Selection:
#####
February has long had significance. Since meeting the
Good Wife of La Poujade Basse, in fact. For, 't'is the month of her birthday.
And, since living in France, February also marks the turning point: when we
begin to emerge from what always seems with hindsight to have been a long,
hard, enervating winter. Not that this has been the case this globally-warmed
winter, with its dreary nondescript weather and a lack of either sun or the
kind of hard frost that put your plants at risk and kill off all the microbes.
This year's birthday was doubly significant, because The
Daughter passed her driving test. And although I liked to think that she
wouldn't need to drive in some Arcadian future where cars have become
irrelevant, I have to admit that the effect on her self-confidence and
self-esteem has been positive and immediate. The situation hadn't quite got to
the point that it did for a friend of mine, who abandoned all hope at the
seventh or eighth time of failing and took to driving around London without a
license in an old Deux Cheveux whose
ignition was wired to an old-fashioned light switch by the steering column. But
after a couple of failures she was beginning to think of herself in terms of a
SNAFU.
I remember passing my test at the ripe old age of 36 –
after 36 lessons in fact, just to prove the old maxim that you need one for
every year of your life – and the huge boost it delivered to my self-esteem. It
was like graduating at long last into manhood. And I guess it's done the same
for my offspring. At 21, she can believe that the new credit-card-style license
is her ticket to the wonderful world of adulthood. Free at last! Free to drive as close to the car as it's possible to
do. Free to overtake on blind bends. No, even though she's been instructed by a
French driver, I'm confident that she has more sense.
Her confidence has been further lifted by two offers so
far of interviews in the UK to continue her studies in textiles design. Which
is great, apart from all the additional cost that incurs. Being a cheapskate
who believes that students should act like students and not members of the
Royal Family, I lobbied for Megabus. To London and back for £50. The Daughter
wasn't sure and I wasn't sure whether her lack of surety was due to genuine
fears or to a case of noblesse oblige.
In days of yore, a parent would simply say, You'll take the Megabus my girl, because
it's the cheapest option and your parents aren't made of money. If you're going
to be a student again, you have to learn to behave like a student. But,
like 'wallin' up kay-atz', one doesn't do that sort of thing anymore. A modern
day parent discusses options, listens, debates. What's more, if you're a
worry-wart like me, you fret that parental insistence could lead to disaster.
#####
Record excerpts:

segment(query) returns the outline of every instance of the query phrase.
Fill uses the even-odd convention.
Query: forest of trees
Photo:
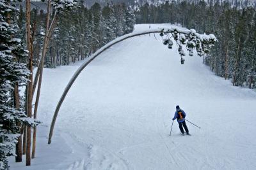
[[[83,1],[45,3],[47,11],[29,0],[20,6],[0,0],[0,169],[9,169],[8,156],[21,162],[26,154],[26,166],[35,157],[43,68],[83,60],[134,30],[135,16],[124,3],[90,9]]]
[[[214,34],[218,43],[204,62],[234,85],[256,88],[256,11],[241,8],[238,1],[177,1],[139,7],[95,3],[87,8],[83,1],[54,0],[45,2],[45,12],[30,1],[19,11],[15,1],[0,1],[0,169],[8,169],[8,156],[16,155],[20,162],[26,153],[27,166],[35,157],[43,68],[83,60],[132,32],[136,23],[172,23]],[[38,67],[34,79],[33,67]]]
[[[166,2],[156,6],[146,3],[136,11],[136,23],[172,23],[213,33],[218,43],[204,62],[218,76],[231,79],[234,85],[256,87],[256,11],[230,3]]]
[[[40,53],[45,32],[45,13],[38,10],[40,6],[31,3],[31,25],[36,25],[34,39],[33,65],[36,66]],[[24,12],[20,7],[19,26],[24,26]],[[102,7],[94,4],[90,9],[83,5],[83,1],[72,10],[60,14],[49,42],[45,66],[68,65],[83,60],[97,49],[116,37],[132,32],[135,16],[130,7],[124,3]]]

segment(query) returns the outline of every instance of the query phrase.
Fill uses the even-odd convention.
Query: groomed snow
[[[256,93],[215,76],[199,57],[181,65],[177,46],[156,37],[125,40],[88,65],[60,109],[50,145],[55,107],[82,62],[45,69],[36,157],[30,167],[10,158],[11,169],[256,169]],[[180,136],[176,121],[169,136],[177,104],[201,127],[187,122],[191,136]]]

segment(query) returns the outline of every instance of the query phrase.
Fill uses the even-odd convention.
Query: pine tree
#####
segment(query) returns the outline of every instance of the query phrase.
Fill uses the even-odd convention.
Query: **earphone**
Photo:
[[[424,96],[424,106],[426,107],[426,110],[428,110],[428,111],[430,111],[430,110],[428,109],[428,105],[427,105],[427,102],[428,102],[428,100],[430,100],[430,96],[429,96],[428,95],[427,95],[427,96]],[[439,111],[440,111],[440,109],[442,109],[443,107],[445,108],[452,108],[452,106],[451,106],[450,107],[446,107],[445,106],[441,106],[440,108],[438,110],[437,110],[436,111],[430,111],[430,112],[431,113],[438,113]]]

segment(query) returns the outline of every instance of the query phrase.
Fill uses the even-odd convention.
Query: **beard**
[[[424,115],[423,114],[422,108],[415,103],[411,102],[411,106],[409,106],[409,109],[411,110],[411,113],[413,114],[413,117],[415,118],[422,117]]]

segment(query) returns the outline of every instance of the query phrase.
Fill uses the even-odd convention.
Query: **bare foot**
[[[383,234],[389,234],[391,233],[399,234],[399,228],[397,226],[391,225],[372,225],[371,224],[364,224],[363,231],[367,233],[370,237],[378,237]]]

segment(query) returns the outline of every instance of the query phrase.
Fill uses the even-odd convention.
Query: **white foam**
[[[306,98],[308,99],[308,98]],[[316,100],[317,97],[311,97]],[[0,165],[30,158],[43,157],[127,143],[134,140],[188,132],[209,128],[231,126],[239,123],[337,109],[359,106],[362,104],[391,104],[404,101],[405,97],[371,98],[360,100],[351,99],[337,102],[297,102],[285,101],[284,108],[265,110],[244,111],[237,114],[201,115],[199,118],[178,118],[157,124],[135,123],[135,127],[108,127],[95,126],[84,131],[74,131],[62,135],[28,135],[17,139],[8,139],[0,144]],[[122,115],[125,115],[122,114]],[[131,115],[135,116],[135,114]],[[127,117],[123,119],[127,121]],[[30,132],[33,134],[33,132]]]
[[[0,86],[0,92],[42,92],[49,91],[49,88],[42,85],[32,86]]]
#####
Exercise instructions:
• a. Reproduce word for word everything in the February post from "Her confidence has" down to "of noblesse oblige.".
• b. Condense the paragraph of the February post that opens "Her confidence has been further lifted" into a shorter version that keeps its main facts.

Answer set:
• a.
Her confidence has been further lifted by two offers so
far of interviews in the UK to continue her studies in textiles design. Which
is great, apart from all the additional cost that incurs. Being a cheapskate
who believes that students should act like students and not members of the
Royal Family, I lobbied for Megabus. To London and back for £50. The Daughter
wasn't sure and I wasn't sure whether her lack of surety was due to genuine
fears or to a case of noblesse oblige.

• b. Two UK interview offers to continue her textiles design studies have boosted her confidence further, though they add cost. As a cheapskate who thinks students should act like students rather than royalty, I pushed for Megabus: London and back for £50. The Daughter was unsure, and I couldn't tell whether that was genuine fear or noblesse oblige.